-- EXERCISE MATERIALS --
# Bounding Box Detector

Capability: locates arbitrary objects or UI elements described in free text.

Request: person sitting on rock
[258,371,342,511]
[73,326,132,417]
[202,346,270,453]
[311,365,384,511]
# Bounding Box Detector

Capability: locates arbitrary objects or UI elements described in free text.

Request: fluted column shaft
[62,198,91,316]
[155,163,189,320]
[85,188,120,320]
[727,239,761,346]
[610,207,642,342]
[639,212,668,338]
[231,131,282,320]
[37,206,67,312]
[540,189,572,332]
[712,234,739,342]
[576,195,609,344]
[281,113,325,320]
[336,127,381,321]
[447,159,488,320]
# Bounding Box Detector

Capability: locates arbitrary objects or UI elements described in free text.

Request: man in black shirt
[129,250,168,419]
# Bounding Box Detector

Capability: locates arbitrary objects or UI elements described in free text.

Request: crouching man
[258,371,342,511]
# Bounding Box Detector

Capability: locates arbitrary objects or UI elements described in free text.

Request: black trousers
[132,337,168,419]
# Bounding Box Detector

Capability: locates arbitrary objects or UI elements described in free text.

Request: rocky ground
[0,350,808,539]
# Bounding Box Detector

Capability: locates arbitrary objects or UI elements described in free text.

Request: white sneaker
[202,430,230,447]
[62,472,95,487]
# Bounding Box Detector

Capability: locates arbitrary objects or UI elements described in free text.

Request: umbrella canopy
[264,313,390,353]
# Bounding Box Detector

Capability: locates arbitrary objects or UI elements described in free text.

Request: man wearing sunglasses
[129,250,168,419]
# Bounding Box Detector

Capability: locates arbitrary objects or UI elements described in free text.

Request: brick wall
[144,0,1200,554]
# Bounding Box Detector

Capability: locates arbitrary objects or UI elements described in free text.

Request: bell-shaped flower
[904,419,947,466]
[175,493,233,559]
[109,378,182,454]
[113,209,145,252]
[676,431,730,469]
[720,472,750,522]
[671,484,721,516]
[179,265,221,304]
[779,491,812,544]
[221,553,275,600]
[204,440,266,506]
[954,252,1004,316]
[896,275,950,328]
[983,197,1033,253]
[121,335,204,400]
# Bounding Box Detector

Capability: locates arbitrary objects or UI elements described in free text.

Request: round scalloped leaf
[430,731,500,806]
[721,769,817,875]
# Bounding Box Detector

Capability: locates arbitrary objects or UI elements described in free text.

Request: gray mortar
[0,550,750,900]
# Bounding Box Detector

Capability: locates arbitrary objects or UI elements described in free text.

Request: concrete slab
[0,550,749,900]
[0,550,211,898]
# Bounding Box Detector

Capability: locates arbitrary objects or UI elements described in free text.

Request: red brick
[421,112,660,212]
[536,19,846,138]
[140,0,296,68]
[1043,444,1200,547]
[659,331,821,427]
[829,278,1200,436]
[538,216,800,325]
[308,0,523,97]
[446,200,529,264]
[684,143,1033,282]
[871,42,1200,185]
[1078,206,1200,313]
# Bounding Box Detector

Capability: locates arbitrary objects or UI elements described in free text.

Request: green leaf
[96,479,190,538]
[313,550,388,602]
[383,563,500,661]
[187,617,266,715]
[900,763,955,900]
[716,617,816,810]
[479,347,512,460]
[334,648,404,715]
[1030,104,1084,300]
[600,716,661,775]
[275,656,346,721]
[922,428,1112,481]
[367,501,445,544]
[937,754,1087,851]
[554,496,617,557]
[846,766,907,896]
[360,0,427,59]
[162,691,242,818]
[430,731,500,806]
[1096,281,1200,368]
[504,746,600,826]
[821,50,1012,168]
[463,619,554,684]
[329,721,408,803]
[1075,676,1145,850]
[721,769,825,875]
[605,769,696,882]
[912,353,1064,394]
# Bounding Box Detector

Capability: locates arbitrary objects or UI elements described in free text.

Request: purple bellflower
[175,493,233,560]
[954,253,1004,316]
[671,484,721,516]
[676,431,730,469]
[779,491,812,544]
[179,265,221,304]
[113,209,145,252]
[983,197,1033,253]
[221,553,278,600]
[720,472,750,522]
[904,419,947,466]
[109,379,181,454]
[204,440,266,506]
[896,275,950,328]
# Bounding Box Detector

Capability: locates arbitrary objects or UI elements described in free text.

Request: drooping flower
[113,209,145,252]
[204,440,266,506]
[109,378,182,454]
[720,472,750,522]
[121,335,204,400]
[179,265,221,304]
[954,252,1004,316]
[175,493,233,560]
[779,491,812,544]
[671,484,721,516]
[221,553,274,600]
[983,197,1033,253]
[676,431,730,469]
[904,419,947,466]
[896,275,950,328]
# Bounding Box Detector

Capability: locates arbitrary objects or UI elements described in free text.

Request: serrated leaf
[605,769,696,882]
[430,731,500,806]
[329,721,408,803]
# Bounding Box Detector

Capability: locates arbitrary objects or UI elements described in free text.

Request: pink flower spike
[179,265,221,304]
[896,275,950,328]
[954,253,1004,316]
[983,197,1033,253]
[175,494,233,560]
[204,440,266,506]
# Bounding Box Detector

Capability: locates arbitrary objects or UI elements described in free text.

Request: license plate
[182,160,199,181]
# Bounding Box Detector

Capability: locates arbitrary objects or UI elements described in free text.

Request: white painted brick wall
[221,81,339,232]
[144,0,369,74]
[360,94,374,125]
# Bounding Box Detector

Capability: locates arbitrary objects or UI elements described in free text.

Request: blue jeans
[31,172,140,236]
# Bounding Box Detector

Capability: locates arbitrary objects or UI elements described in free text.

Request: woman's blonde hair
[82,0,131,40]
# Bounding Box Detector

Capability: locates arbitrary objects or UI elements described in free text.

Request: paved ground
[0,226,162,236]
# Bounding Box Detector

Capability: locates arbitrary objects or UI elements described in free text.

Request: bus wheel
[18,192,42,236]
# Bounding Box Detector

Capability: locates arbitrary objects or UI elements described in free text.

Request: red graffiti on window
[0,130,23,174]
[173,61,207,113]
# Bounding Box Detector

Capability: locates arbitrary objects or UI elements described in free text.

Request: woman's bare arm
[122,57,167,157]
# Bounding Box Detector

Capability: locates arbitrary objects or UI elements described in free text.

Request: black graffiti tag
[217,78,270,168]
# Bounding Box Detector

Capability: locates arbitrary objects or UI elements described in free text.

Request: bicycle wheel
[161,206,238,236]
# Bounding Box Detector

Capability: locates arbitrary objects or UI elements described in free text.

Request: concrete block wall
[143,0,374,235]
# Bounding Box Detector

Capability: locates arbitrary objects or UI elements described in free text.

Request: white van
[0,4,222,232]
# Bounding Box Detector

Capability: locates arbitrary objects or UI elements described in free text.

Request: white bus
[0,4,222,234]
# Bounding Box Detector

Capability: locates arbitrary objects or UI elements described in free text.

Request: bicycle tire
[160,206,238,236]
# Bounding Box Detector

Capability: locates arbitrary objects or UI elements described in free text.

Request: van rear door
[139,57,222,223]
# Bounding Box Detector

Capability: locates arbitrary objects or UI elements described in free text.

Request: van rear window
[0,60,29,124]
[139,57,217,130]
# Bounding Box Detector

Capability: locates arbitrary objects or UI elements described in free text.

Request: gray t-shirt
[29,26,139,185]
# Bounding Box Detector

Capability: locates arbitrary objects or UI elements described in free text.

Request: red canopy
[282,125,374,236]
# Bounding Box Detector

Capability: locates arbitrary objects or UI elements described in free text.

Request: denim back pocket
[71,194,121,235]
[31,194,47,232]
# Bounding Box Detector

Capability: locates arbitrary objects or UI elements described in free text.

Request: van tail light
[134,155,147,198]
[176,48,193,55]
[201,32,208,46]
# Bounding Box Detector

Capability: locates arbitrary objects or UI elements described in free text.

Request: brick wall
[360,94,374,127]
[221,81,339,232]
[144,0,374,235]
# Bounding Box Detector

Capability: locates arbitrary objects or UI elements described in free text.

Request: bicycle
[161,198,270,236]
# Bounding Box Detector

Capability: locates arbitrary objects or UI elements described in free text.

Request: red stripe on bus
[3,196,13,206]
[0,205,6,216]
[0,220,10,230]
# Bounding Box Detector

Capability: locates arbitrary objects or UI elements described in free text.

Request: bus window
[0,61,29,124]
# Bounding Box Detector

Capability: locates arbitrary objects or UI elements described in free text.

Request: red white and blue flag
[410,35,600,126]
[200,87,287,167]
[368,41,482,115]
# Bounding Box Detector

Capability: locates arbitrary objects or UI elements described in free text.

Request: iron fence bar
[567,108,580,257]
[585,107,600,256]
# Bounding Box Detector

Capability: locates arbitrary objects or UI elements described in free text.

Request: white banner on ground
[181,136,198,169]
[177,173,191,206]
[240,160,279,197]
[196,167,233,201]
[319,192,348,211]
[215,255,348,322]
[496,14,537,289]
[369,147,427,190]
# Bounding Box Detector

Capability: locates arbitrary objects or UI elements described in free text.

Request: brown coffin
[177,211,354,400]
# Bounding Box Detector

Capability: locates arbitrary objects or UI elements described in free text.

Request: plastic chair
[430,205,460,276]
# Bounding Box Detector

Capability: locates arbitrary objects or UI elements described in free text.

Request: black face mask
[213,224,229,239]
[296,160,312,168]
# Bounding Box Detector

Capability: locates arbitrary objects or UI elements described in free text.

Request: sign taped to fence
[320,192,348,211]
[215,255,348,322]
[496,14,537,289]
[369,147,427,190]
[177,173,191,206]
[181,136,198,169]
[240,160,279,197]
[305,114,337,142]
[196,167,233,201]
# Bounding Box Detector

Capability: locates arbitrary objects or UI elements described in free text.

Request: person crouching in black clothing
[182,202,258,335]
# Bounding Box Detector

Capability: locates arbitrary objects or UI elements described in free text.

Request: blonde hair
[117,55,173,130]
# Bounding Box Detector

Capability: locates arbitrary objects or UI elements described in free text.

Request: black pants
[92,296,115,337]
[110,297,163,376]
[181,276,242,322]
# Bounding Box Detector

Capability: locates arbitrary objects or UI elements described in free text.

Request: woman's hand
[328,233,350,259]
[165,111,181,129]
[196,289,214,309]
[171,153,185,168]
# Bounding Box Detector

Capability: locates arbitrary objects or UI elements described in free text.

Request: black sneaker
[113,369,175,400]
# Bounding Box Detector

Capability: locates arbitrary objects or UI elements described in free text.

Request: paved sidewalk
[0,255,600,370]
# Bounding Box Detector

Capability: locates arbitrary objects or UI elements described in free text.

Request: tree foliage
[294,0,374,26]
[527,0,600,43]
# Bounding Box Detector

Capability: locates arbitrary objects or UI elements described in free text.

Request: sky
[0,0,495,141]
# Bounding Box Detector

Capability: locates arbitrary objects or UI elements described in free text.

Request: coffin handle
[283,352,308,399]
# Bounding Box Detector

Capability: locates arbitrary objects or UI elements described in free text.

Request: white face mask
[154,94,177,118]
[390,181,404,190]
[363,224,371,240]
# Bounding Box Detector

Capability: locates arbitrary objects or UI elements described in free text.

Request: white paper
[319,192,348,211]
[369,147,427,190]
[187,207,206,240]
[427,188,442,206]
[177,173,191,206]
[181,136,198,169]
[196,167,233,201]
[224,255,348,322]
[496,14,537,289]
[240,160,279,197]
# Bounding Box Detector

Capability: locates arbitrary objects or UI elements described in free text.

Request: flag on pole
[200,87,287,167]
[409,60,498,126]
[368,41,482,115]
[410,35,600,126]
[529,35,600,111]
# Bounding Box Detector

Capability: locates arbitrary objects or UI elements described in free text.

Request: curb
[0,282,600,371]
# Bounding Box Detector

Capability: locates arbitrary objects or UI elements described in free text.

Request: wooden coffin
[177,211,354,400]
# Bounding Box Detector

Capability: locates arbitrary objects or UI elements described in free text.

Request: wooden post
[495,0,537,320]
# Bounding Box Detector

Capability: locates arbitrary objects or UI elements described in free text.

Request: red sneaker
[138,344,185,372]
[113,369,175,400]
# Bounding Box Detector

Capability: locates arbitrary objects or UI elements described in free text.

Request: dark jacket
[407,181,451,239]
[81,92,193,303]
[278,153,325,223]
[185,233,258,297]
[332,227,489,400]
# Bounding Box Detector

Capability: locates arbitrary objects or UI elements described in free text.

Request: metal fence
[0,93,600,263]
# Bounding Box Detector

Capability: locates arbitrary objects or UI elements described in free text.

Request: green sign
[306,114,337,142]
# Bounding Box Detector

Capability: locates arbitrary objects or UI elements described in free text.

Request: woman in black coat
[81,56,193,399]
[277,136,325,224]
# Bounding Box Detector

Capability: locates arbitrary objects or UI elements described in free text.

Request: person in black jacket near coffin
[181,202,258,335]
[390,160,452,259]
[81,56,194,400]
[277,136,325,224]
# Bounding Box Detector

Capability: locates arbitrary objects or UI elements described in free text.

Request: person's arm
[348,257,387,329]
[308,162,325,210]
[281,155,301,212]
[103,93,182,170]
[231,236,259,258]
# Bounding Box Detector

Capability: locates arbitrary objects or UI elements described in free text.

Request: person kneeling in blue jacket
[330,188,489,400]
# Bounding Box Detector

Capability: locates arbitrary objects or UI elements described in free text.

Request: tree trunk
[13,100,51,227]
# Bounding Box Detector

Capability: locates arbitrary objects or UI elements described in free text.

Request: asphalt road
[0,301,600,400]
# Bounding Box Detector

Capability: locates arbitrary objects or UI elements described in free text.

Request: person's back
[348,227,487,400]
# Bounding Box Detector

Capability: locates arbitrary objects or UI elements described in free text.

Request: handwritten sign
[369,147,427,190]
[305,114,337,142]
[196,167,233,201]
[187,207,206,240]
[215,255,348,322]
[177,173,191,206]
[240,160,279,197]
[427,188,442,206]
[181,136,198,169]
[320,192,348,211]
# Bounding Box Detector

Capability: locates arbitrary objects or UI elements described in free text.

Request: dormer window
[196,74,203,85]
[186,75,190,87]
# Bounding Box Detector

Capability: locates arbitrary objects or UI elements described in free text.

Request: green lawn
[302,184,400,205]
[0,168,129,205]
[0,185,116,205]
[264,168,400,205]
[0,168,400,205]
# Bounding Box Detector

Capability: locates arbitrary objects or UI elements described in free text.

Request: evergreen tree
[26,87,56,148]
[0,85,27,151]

-- REQUIREMENT --
Can you reproduce the data word for word, from its very first line up to and including the line containing "[264,313,390,353]"?

-- SOLUTION TO THIS EXERCISE --
# Bounding Box Detector

Capability: locates arbitrary objects or UI elements described in free text.

Request: person sitting on rock
[258,371,342,511]
[73,326,132,417]
[202,346,270,453]
[311,365,384,511]
# Bounding Box Detector

Capability: locates arbitrary objects or UI elements described in free text.

Request: fluted column shaft
[62,198,91,316]
[155,163,189,320]
[85,188,120,320]
[727,239,761,346]
[610,207,642,342]
[639,212,668,338]
[231,131,282,320]
[37,206,67,312]
[540,189,572,332]
[712,234,739,342]
[576,195,609,344]
[281,113,325,320]
[336,127,381,321]
[447,159,488,320]
# Bounding Box Detector

Capability: locates arbitrary objects or UI elements described in free text.

Request: man in black shirt
[129,250,168,419]
# Bounding Box Detector

Capability: locates arbitrary objects or UI elements described in free text.

Request: crouching man
[258,371,342,511]
# Bounding Box Detector

Capability: locates arbitrary objects or UI elements described in free text.

Request: black trousers
[132,337,168,419]
# Bounding Box Detector

Capability: locates arbitrary objects or UI elements described in free text.

Request: rocky ground
[0,350,808,539]
# Bounding Box Detector

Capability: locates arbitrary objects or UI elements described in free text.

Request: white sneaker
[202,430,230,447]
[62,472,95,487]
# Bounding Box Detector

Capability: locates arbitrary objects or UI elements described in free text.

Request: umbrella canopy
[264,313,390,353]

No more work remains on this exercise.